■ What the task requires ■
Quote each line exactly, from the line that contains "the white jersey" down to the last line of the listing, and no other lines.

═════ Data for processing ═════

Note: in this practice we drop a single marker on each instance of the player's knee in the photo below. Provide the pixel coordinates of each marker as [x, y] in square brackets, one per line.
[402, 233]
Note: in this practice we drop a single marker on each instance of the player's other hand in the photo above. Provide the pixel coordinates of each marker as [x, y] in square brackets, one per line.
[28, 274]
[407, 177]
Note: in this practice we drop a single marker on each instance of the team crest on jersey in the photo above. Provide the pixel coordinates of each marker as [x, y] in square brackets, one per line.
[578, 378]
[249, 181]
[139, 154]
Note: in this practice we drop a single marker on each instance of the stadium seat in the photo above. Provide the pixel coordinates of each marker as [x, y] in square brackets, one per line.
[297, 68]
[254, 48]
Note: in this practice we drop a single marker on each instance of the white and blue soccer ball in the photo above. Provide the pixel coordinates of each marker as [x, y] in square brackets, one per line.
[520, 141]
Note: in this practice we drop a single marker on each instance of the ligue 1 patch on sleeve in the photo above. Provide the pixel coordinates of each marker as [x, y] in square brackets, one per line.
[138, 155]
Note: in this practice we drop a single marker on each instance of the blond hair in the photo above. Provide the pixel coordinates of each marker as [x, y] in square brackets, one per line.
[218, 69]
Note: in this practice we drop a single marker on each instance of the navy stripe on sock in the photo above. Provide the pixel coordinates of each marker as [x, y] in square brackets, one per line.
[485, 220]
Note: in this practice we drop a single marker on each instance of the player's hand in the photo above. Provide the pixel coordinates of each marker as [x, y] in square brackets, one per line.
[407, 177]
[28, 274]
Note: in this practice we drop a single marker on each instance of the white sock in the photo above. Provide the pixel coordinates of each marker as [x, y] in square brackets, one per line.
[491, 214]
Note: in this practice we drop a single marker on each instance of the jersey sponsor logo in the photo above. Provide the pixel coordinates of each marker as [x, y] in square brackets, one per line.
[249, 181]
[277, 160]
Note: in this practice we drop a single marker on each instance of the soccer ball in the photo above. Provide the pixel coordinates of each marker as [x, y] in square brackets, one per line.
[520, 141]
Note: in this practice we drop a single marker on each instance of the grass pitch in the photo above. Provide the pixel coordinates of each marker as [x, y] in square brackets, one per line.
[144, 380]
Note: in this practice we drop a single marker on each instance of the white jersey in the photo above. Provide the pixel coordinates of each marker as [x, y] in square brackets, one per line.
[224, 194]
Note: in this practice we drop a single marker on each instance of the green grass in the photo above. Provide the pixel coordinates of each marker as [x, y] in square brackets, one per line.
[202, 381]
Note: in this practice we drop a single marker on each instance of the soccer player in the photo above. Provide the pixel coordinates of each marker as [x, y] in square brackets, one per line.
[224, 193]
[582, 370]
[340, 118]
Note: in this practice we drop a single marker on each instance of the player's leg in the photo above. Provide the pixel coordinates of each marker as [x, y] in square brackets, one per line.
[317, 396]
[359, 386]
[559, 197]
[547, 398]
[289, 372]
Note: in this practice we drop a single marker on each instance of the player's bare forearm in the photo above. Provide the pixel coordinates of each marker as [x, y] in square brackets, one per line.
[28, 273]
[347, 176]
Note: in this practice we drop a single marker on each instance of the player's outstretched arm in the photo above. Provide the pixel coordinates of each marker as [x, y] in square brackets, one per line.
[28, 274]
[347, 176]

═════

■ Task result ■
Note: in this practice we drop a single marker on each instance of the white jersey in the photo above. Provide the pixel coordinates of each marker as [x, y] in square brackets, one per line.
[224, 194]
Note: in this practice we drop a single marker on each instance of the green grass in the photo above. Provide the pixel coordinates of each marker as [x, y] in square brackets, one per line.
[202, 381]
Note: in this practice we drop a single marker on each instance of the soccer player in the photo above. Provide the pixel coordinates of each marker as [x, y] in square brackets, one per line.
[224, 193]
[582, 370]
[340, 118]
Note: in this practice we drop a single marker on each instance of the player's leg in the photo above. Provide the pixel coordinates of each marker as [x, y] in square brackets, one per line.
[317, 396]
[359, 386]
[559, 197]
[547, 398]
[289, 372]
Note: in this practice we drop a single marker on each instance of the player's bare forearm in the photo above. Provide the pixel coordinates of each marker as [x, y] in square brackets, one per line.
[28, 273]
[347, 176]
Note: in this practice we drop a single marker on each instance of the player's outstretched arm in the photo above. Provide the pixel coordinates of each marker as [x, y] in square brackets, one per line.
[28, 274]
[347, 176]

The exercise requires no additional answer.